Your answer must be a single number: how many lines in the records include the word "leaf".

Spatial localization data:
_ _ _ _ _ _ _
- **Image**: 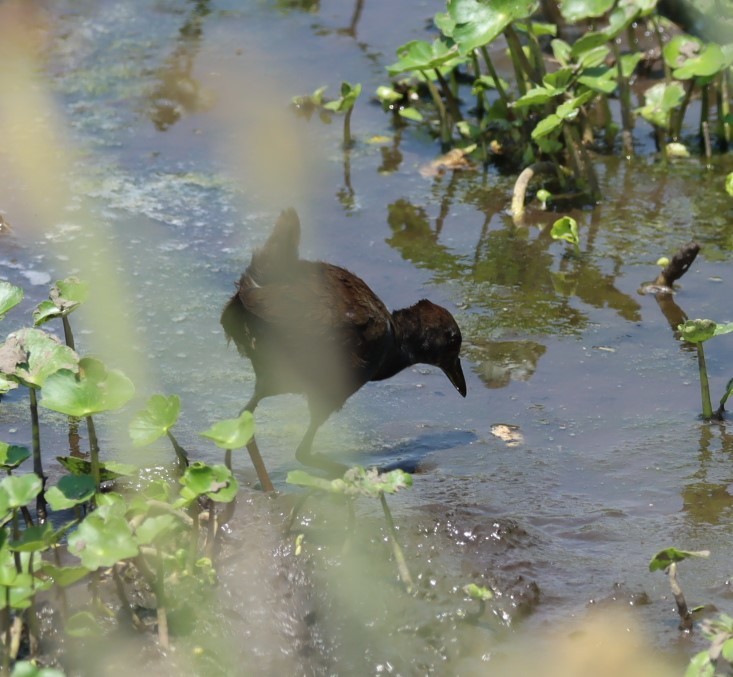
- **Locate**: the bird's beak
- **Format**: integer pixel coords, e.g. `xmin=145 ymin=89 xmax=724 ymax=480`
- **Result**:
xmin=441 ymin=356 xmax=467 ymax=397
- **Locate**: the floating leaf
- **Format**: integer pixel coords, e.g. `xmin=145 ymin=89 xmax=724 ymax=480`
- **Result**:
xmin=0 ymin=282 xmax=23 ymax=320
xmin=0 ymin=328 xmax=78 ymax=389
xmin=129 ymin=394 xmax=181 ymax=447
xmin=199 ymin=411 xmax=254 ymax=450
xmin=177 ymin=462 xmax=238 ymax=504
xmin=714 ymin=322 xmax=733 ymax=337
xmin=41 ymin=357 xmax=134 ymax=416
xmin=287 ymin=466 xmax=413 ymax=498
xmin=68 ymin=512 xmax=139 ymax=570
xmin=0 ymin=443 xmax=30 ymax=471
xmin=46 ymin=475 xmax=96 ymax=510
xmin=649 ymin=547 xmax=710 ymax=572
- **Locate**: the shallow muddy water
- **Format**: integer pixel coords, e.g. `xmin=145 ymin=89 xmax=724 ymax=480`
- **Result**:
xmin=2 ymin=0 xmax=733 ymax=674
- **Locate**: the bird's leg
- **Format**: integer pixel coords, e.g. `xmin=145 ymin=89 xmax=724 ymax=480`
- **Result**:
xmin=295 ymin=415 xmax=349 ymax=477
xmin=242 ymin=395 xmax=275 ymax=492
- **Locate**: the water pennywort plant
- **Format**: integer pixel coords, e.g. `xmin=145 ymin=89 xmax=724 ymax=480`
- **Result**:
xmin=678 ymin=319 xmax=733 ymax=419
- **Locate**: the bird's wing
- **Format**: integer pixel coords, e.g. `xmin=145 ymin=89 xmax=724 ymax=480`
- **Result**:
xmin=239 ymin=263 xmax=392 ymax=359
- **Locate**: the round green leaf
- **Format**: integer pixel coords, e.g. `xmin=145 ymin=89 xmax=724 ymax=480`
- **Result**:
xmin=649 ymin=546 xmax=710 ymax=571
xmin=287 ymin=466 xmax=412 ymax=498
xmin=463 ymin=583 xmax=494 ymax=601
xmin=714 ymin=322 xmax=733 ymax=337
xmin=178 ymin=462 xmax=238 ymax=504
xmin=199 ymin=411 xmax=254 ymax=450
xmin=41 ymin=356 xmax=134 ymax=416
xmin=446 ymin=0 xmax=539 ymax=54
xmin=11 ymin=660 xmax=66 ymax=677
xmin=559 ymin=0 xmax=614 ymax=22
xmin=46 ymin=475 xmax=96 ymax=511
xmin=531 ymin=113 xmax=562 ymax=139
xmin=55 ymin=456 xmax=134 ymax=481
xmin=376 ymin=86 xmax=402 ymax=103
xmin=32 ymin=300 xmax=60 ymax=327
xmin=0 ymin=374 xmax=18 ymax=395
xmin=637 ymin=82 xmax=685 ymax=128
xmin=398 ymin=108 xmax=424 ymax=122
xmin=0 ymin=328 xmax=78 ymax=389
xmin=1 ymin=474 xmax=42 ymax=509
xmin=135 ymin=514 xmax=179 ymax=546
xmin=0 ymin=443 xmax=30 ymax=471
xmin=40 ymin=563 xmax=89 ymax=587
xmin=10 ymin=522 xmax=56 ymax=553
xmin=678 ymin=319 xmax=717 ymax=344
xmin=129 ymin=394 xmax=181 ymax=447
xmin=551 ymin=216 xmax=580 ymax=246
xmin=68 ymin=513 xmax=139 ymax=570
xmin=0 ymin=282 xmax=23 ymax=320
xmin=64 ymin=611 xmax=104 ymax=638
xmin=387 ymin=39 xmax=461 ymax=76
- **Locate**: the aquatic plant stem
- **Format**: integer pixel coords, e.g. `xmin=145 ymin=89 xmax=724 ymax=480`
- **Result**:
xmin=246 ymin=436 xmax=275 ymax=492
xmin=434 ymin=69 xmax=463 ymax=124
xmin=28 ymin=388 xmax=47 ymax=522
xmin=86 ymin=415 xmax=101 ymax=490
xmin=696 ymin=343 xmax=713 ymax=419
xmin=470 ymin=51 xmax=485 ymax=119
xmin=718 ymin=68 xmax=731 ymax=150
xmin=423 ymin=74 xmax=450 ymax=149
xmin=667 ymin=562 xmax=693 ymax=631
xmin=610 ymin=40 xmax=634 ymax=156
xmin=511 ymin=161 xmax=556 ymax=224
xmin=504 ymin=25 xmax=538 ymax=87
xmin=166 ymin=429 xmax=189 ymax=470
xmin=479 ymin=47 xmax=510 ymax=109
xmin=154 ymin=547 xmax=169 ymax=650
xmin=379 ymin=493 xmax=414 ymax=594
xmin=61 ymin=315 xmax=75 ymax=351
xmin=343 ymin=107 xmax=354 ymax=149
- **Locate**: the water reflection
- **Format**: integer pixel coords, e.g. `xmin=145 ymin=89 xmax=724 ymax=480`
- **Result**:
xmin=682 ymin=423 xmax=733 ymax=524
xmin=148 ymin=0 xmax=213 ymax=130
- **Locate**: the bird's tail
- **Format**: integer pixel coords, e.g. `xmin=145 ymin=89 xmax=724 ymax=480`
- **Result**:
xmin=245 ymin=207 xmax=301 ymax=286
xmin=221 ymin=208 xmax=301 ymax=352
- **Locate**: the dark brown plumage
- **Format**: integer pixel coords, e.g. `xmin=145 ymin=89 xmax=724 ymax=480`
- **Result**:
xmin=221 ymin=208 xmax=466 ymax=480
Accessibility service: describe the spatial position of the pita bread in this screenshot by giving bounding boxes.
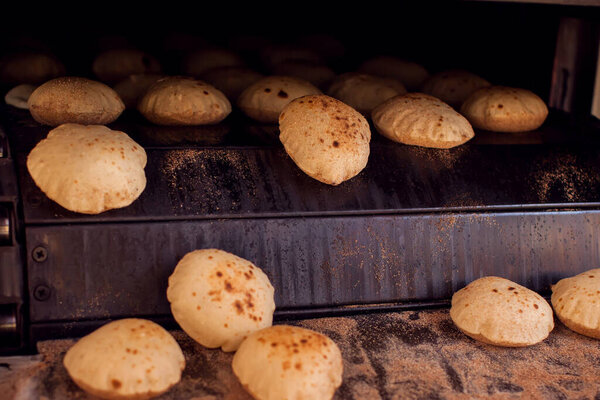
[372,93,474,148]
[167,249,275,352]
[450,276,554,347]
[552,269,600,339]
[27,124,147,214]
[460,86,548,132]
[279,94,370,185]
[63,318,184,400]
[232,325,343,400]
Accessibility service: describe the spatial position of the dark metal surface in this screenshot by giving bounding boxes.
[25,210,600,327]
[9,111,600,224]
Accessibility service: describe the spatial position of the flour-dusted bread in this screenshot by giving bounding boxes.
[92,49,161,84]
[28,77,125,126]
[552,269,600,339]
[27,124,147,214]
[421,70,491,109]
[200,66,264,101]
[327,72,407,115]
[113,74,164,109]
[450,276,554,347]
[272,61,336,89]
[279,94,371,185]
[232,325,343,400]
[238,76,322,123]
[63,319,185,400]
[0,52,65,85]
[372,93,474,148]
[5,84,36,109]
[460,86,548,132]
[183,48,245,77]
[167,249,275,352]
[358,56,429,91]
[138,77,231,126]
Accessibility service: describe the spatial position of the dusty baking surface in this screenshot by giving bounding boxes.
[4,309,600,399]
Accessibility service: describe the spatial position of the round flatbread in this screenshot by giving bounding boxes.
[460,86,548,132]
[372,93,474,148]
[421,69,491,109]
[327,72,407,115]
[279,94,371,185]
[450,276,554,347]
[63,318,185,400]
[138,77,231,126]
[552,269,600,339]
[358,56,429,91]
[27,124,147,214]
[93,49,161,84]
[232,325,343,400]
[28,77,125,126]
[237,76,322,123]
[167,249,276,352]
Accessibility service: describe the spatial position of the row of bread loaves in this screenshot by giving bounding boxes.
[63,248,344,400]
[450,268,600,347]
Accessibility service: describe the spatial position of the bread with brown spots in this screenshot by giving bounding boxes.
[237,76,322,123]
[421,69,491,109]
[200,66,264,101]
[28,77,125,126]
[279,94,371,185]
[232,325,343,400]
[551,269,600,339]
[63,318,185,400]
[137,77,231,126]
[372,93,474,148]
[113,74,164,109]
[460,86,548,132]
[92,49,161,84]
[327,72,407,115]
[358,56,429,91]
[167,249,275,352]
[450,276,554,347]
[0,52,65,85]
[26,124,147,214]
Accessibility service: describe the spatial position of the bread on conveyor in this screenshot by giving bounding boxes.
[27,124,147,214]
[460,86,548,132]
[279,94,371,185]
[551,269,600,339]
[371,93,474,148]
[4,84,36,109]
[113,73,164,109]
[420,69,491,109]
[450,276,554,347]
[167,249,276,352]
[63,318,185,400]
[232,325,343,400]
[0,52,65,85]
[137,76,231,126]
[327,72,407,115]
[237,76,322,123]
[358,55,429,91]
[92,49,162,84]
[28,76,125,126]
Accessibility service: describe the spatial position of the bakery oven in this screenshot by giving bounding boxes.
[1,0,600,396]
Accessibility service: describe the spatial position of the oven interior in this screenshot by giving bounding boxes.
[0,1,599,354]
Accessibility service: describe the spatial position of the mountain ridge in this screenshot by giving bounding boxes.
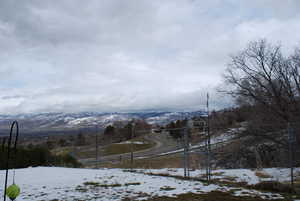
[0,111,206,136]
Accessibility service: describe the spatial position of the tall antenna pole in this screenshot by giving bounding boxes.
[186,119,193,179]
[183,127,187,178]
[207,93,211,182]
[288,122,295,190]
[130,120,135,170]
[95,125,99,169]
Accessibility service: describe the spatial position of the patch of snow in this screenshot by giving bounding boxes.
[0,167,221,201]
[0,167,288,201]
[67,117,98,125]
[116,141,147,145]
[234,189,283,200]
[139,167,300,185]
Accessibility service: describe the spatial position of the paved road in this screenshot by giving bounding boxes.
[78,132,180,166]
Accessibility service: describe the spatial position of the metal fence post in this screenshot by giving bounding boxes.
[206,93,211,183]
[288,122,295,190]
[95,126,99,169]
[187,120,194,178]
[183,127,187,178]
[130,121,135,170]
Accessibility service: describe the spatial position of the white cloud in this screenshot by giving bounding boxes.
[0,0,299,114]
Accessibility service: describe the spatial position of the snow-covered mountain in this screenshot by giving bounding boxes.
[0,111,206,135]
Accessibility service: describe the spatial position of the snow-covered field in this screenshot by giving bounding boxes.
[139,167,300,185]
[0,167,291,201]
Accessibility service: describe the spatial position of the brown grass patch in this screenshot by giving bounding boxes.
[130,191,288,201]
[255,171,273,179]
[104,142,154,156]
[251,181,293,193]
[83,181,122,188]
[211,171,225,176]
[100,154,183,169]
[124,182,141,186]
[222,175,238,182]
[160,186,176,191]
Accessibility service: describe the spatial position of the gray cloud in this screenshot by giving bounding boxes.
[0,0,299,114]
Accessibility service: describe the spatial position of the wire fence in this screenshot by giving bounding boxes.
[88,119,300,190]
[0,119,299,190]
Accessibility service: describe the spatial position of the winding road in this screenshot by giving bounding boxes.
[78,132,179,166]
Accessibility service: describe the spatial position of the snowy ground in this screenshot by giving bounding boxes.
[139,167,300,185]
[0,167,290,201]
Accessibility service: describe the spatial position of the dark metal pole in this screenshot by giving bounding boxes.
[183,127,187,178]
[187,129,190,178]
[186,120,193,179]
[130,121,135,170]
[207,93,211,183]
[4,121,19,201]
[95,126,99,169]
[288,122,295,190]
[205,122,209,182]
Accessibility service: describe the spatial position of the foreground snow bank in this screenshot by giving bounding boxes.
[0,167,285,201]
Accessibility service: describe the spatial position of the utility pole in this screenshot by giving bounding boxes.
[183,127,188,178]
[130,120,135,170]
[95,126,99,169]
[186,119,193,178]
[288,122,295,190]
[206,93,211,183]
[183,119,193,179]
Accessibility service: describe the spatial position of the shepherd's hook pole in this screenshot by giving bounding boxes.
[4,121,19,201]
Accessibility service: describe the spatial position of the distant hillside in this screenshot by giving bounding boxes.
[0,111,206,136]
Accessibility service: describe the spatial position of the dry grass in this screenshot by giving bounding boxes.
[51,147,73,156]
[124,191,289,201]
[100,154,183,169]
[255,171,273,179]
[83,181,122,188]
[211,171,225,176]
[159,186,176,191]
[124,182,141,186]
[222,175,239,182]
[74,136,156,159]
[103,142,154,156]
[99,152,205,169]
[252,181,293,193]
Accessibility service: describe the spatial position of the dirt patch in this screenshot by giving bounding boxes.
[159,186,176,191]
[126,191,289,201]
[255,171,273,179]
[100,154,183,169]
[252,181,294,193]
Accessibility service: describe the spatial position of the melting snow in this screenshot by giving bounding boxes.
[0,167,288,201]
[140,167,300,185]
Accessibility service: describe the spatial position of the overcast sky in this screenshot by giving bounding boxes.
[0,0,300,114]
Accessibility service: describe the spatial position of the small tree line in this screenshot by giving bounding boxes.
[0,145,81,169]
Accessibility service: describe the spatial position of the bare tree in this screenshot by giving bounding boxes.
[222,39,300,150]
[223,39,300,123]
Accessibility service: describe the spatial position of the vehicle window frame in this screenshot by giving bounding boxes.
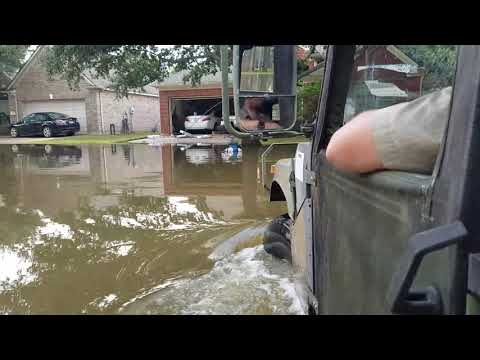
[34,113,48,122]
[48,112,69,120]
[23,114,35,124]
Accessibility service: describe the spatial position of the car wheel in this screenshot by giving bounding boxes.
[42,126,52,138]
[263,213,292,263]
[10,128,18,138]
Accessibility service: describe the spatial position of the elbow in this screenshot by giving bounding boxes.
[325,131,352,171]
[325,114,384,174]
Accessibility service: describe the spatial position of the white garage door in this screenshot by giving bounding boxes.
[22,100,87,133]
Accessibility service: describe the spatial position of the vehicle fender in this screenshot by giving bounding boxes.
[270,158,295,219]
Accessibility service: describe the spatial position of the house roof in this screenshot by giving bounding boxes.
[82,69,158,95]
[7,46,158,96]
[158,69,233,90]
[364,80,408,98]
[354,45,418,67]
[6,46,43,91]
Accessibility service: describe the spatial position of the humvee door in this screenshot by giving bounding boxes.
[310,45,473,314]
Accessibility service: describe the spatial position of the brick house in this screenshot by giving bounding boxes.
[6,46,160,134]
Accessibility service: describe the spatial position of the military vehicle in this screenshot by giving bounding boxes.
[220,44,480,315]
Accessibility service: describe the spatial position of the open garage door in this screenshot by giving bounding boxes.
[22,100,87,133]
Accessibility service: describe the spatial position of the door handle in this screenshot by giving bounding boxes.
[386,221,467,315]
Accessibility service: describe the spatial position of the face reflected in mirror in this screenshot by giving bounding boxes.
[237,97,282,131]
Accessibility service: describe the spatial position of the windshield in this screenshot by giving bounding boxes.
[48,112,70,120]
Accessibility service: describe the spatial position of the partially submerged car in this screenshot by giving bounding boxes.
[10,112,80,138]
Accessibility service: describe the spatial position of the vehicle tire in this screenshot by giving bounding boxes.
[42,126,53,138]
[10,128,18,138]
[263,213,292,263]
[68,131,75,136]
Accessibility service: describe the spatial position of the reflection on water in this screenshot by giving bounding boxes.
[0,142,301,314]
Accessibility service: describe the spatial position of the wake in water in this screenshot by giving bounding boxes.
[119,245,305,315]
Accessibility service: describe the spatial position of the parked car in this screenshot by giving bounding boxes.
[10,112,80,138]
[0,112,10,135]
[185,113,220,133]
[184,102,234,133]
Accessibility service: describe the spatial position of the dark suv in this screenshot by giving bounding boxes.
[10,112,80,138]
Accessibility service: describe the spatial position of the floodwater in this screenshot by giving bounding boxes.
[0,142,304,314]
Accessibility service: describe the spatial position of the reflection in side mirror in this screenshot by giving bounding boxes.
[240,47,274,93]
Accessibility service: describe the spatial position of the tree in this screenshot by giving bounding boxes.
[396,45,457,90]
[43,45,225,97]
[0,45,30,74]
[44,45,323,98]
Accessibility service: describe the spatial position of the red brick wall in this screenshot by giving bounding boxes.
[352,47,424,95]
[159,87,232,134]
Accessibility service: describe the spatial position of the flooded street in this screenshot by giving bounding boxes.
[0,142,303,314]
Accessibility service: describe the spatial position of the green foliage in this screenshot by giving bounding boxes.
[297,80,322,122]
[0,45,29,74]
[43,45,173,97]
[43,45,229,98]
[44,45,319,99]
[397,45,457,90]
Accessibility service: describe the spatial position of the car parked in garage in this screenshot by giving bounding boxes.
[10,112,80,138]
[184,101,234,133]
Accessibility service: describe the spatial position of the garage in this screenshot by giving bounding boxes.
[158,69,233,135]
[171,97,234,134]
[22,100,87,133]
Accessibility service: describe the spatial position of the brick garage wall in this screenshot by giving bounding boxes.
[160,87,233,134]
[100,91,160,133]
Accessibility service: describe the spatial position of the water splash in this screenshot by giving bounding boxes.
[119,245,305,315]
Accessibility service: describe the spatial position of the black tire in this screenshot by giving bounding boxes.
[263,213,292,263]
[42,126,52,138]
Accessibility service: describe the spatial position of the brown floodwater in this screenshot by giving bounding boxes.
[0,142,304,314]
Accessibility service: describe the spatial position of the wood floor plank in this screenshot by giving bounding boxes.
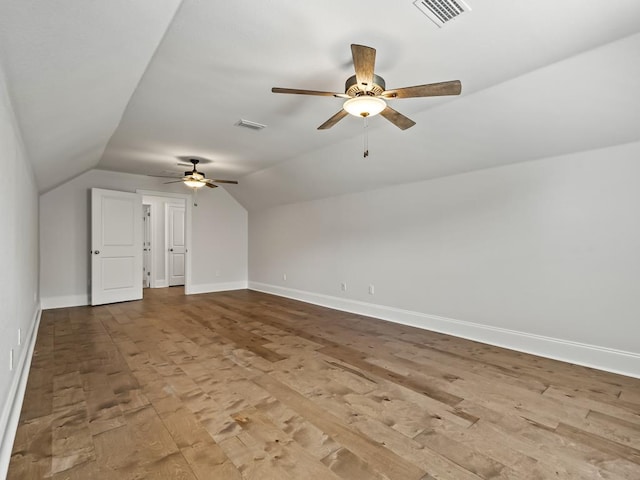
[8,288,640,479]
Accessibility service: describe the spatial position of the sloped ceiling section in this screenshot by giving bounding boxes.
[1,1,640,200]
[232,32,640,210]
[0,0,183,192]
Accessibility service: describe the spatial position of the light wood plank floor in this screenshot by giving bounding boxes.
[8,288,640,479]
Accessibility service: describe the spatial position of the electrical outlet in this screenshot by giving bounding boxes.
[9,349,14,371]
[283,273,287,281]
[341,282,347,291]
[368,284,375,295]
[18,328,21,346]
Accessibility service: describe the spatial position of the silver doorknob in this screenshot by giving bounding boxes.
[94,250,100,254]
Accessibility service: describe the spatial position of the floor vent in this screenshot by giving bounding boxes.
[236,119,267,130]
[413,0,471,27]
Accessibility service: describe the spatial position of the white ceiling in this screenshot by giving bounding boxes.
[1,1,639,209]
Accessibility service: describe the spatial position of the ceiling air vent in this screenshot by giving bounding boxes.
_ _ _ _ _ _ _
## Answer to this problem
2